» **WRITTEN REQUEST**
Which lines in the items below contain the word "woman", with case counting? Identify each one and copy it in full.

(Annotation data for picture regions)

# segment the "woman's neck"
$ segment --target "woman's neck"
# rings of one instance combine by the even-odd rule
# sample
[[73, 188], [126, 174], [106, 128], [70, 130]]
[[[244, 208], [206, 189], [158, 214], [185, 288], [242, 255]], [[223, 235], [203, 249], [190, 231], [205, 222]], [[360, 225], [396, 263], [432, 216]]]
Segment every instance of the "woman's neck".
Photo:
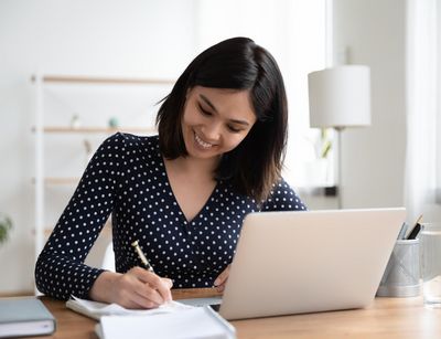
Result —
[[173, 160], [165, 160], [181, 173], [200, 176], [213, 179], [214, 171], [218, 165], [218, 159], [196, 159], [192, 157], [180, 157]]

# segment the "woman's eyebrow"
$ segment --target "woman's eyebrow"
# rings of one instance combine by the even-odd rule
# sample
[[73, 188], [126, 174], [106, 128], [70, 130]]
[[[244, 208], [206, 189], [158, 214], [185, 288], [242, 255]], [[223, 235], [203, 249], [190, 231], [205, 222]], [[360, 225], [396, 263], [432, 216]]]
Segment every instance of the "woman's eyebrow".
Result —
[[[201, 99], [207, 104], [215, 113], [218, 114], [216, 107], [212, 104], [212, 102], [203, 94], [200, 94]], [[239, 124], [239, 125], [244, 125], [244, 126], [249, 126], [249, 123], [246, 120], [238, 120], [238, 119], [229, 119], [229, 121], [234, 123], [234, 124]]]

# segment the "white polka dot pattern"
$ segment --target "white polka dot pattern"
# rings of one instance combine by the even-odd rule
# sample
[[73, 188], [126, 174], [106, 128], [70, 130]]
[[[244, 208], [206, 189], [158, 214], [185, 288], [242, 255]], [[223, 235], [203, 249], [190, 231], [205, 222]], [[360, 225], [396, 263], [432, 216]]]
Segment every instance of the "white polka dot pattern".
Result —
[[185, 220], [166, 177], [158, 136], [116, 134], [94, 155], [35, 266], [37, 288], [53, 297], [88, 298], [103, 269], [84, 264], [109, 215], [117, 272], [138, 265], [139, 240], [154, 271], [174, 287], [212, 286], [232, 262], [244, 218], [256, 211], [305, 210], [282, 180], [260, 206], [219, 181], [192, 220]]

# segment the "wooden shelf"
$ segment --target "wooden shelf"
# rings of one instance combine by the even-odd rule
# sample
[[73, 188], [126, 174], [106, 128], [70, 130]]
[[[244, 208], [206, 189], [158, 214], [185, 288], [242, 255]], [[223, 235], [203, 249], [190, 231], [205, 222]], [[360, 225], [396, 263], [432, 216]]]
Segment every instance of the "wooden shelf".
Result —
[[[32, 127], [32, 131], [36, 128]], [[43, 131], [47, 134], [114, 134], [117, 131], [122, 133], [146, 133], [154, 134], [155, 128], [143, 127], [63, 127], [63, 126], [47, 126], [43, 127]]]
[[[75, 177], [46, 177], [44, 178], [45, 186], [72, 186], [77, 184], [80, 178]], [[32, 178], [32, 183], [35, 183], [35, 178]]]
[[[47, 239], [51, 235], [53, 230], [54, 230], [53, 226], [44, 227], [44, 231], [43, 231], [44, 237]], [[35, 234], [35, 230], [33, 230], [32, 233]], [[104, 225], [104, 227], [101, 230], [101, 233], [106, 234], [106, 235], [111, 235], [111, 222], [110, 222], [110, 219]]]
[[[35, 75], [31, 77], [35, 82]], [[137, 78], [137, 77], [100, 77], [82, 75], [45, 75], [42, 77], [44, 83], [65, 83], [65, 84], [97, 84], [97, 85], [173, 85], [174, 80], [169, 78]]]

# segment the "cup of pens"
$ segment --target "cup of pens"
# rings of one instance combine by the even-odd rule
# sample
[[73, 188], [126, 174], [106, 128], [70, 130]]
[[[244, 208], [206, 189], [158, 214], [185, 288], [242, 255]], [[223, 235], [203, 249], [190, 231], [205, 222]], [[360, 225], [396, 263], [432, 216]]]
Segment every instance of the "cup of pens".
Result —
[[394, 251], [379, 284], [378, 297], [415, 297], [420, 295], [420, 240], [421, 225], [417, 222], [406, 235], [401, 227]]

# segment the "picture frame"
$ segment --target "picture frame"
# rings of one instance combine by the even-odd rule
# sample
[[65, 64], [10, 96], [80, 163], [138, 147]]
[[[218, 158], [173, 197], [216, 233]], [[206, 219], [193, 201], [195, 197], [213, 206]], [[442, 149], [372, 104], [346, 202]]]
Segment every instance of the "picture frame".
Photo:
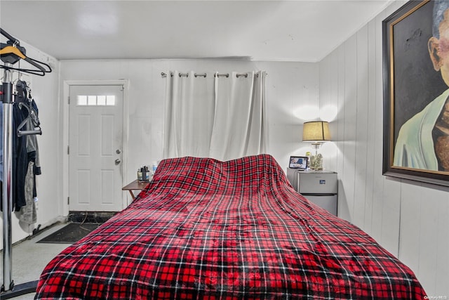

» **COMPLETE ANSWER**
# segment the "woman's neck"
$ segment --target "woman's neck"
Segment every instance of the "woman's neck".
# segment the "woman's eyebrow"
$ segment --target "woman's eyebrow"
Segment every instance of the "woman's eyebrow".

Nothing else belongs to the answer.